** begin MATERIAL PROVIDED **
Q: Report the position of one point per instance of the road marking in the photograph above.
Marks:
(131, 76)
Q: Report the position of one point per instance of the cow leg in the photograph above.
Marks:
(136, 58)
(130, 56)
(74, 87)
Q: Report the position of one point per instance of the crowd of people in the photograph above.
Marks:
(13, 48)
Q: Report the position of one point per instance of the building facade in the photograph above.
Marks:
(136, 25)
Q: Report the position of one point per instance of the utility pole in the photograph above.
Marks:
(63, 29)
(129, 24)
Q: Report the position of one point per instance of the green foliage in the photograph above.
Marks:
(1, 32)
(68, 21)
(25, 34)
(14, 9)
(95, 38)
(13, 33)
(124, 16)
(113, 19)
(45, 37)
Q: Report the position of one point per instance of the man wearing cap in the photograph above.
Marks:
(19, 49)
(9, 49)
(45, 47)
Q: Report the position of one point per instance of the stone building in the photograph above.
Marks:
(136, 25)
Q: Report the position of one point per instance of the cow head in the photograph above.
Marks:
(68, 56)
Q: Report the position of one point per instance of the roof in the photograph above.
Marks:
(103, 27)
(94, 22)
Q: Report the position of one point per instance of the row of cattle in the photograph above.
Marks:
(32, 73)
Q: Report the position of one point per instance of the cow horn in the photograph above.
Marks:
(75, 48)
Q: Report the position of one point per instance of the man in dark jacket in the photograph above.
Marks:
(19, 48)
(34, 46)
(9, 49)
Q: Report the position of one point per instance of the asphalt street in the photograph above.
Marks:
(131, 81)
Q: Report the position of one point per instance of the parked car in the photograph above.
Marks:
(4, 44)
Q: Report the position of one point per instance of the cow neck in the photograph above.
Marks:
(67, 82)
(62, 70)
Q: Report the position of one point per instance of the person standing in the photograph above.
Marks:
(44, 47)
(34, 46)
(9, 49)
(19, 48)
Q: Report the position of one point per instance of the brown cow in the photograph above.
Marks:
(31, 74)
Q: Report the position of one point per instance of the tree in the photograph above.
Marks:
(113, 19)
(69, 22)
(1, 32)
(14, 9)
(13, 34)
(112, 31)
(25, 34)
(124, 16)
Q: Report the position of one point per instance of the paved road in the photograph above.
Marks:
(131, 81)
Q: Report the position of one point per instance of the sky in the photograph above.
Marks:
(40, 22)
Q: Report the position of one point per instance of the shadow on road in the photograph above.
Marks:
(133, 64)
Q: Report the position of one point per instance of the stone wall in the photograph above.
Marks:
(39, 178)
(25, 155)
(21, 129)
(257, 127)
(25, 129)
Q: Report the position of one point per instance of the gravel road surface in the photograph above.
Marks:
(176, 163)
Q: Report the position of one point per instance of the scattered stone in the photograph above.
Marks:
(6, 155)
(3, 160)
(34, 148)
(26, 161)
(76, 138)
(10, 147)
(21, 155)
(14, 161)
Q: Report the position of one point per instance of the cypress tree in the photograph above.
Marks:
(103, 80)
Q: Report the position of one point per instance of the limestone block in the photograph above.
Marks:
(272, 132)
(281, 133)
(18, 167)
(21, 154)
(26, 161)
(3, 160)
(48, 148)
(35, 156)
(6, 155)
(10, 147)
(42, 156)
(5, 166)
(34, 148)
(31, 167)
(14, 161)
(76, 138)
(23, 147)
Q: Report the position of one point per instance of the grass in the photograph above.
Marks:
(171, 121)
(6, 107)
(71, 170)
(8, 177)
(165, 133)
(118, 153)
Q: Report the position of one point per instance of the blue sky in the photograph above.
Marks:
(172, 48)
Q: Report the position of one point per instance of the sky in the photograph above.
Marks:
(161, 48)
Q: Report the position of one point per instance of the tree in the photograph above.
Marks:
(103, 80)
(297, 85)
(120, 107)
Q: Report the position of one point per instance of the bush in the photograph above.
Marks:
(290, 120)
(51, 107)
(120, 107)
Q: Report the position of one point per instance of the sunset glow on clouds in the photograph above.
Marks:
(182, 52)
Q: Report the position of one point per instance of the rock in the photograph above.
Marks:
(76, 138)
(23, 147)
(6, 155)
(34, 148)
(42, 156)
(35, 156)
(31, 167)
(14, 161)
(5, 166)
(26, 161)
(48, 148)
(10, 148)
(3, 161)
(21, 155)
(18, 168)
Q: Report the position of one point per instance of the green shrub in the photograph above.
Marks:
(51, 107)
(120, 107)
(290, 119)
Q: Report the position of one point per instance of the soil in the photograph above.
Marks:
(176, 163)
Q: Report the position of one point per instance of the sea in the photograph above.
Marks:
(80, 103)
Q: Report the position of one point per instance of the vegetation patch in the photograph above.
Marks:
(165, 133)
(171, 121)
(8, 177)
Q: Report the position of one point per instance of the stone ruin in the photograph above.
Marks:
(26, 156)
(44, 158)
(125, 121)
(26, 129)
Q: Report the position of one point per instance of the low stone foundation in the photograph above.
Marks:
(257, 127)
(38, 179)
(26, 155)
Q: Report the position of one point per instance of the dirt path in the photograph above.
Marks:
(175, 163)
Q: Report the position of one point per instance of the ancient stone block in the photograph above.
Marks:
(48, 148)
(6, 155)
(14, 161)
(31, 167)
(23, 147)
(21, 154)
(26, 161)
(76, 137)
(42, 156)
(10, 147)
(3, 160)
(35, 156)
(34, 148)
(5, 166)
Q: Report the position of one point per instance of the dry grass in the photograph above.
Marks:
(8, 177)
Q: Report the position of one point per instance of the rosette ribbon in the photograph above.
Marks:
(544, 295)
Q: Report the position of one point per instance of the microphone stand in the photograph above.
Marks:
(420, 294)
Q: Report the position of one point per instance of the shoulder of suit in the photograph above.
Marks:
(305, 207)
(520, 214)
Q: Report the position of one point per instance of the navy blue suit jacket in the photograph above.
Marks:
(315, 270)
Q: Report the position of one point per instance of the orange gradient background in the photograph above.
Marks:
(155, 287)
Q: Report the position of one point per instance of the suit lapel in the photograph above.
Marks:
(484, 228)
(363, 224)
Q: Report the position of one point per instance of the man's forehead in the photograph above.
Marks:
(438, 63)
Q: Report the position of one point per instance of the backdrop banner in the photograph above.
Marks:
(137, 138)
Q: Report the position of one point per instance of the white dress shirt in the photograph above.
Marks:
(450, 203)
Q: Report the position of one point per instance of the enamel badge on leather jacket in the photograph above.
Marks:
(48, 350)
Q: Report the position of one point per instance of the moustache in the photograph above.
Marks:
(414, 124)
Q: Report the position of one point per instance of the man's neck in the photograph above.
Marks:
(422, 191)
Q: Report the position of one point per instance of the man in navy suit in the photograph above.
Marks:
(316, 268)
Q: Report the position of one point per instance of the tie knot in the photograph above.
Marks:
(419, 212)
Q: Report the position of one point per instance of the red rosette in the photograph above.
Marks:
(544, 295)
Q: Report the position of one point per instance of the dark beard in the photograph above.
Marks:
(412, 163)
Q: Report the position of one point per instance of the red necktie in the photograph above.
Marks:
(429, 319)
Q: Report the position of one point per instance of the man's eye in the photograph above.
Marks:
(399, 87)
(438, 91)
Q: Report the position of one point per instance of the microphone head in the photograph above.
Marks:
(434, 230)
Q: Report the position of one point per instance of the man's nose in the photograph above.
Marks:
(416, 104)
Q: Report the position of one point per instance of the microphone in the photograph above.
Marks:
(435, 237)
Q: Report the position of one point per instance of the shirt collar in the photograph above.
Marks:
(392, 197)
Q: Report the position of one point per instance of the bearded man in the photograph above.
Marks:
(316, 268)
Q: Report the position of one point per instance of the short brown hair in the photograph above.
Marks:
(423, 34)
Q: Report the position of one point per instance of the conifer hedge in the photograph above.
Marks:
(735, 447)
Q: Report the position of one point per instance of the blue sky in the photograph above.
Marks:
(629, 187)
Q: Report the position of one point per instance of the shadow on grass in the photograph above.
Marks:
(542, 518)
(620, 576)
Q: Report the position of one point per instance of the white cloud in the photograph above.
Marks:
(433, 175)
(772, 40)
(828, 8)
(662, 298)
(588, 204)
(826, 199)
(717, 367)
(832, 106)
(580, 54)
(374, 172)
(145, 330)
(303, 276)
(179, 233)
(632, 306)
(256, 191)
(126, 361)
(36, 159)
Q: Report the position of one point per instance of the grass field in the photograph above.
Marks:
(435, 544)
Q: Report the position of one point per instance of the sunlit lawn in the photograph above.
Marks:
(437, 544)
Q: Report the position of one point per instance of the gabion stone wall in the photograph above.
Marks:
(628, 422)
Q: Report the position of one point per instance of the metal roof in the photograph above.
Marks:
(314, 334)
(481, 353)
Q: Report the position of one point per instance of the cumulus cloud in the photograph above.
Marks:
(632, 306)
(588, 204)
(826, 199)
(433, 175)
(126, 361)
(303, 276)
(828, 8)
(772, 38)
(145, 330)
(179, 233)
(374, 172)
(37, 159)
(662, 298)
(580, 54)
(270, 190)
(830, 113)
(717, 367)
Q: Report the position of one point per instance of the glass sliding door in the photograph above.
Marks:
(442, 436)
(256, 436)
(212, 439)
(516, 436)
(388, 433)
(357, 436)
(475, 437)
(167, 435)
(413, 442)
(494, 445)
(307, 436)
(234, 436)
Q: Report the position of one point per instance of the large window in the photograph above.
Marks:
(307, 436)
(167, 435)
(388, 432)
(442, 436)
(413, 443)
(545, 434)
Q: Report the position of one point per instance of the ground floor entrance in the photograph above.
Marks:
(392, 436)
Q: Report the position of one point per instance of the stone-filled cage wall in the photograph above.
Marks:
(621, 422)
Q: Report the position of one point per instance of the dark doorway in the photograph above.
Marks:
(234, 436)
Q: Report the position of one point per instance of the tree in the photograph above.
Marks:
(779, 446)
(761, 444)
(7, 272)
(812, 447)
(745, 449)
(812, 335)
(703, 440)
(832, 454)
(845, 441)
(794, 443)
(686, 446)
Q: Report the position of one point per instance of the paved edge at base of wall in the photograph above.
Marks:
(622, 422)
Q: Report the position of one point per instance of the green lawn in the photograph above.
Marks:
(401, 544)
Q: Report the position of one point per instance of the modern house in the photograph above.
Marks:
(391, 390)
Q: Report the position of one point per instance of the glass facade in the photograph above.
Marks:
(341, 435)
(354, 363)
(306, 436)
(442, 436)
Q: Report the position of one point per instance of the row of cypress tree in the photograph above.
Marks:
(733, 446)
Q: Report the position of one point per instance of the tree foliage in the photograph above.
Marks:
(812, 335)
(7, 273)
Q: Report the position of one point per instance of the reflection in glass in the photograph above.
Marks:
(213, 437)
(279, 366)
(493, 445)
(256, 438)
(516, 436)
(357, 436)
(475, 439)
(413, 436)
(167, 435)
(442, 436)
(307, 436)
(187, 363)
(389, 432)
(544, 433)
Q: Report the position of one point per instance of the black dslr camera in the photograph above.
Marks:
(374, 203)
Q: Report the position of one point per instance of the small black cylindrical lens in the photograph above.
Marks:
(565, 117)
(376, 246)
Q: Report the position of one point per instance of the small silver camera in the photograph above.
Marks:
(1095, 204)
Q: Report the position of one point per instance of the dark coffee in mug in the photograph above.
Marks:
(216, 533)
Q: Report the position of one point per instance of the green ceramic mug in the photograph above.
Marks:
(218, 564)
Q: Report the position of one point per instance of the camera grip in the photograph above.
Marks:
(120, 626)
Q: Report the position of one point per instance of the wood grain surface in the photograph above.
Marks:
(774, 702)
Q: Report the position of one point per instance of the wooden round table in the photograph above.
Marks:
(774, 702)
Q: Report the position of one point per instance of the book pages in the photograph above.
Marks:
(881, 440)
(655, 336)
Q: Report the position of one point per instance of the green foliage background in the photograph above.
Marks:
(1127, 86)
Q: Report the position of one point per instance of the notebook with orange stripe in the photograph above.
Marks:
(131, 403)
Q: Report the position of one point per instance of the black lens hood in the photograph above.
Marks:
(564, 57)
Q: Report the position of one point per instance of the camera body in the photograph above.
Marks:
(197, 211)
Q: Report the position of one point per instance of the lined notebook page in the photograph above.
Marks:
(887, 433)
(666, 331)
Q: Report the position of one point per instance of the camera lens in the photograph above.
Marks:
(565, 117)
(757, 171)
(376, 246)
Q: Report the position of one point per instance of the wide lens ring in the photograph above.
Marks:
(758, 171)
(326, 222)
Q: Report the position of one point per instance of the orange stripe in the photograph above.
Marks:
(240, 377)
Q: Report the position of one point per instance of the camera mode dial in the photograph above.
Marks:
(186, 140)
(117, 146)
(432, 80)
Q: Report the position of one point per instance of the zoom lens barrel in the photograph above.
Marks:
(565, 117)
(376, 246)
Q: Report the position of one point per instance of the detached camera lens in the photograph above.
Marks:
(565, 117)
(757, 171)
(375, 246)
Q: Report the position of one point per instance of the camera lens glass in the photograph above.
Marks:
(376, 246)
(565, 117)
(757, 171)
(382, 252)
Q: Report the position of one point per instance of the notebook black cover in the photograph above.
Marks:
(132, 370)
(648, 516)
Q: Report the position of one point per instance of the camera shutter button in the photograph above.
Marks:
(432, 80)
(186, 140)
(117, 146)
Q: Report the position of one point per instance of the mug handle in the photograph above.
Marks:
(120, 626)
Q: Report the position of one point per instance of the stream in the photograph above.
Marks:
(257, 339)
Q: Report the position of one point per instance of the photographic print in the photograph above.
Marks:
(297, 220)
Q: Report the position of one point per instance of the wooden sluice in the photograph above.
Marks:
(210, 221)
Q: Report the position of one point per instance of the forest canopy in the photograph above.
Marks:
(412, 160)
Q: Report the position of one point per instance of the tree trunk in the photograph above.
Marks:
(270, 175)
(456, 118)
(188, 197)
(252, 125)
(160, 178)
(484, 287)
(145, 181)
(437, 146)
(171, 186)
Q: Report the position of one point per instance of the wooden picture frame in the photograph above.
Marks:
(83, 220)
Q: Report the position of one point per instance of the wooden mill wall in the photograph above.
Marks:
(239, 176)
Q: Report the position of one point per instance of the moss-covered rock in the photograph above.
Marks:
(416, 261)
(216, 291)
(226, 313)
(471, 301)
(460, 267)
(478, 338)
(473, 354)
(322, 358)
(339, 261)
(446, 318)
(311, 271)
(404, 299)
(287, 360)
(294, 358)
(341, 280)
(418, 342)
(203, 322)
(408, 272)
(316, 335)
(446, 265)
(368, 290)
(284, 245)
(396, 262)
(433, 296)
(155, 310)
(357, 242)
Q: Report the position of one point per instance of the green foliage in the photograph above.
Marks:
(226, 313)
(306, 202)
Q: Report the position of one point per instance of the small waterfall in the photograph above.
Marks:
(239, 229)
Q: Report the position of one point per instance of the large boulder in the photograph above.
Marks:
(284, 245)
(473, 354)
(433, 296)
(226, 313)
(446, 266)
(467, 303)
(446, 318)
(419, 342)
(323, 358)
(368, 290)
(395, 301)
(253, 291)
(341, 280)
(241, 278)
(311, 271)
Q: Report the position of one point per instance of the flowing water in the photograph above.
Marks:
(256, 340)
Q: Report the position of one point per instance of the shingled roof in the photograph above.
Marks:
** end MATERIAL PROVIDED **
#### WHAT THE EXERCISE ASKS:
Every line from the one holding "sluice in the photograph above." through the final line of the listing must be echoed exactly; leave out all other lines.

#### OUTPUT BELOW:
Q: Report the position of one point per instance of the wooden sluice in the photograph above.
Marks:
(210, 221)
Q: Report the position of one point per instance of the forest canopy in the photograph above.
Marks:
(412, 160)
Q: Report the position of one point per instance of the tree trunk in the photograph above.
Marks:
(270, 175)
(456, 118)
(188, 197)
(252, 125)
(160, 178)
(484, 287)
(145, 181)
(437, 146)
(171, 186)
Q: Report the position of one point per instance of the wooden picture frame in the photograph above.
Marks:
(83, 220)
Q: Report the position of one point per instance of the wooden mill wall in the photograph above.
Marks:
(239, 176)
Q: Report the position of one point per instance of the moss-covered rock in the photograph above.
Marks:
(416, 261)
(216, 291)
(226, 313)
(471, 301)
(460, 267)
(478, 338)
(473, 354)
(322, 358)
(339, 261)
(446, 318)
(311, 271)
(404, 299)
(287, 360)
(294, 358)
(341, 280)
(418, 342)
(203, 322)
(408, 272)
(316, 335)
(446, 265)
(368, 290)
(284, 245)
(396, 262)
(433, 296)
(155, 310)
(357, 242)
Q: Report the position of one point per instance of the green foliage in the photograph above.
Marks:
(226, 313)
(306, 202)
Q: Report the position of one point per instance of the small waterfall in the photograph above.
Marks:
(239, 229)
Q: Report the position of one point per instance of the large boulder in the photograph above.
Marks:
(284, 245)
(473, 354)
(433, 296)
(226, 313)
(446, 266)
(467, 303)
(446, 318)
(419, 342)
(323, 358)
(368, 290)
(395, 301)
(253, 291)
(341, 280)
(241, 278)
(311, 271)
Q: Report the position of one point per instance of the flowing water in the photograph above.
Marks:
(256, 340)
Q: Report the position of one point per instance of the shingled roof in the photograph above.
Marks:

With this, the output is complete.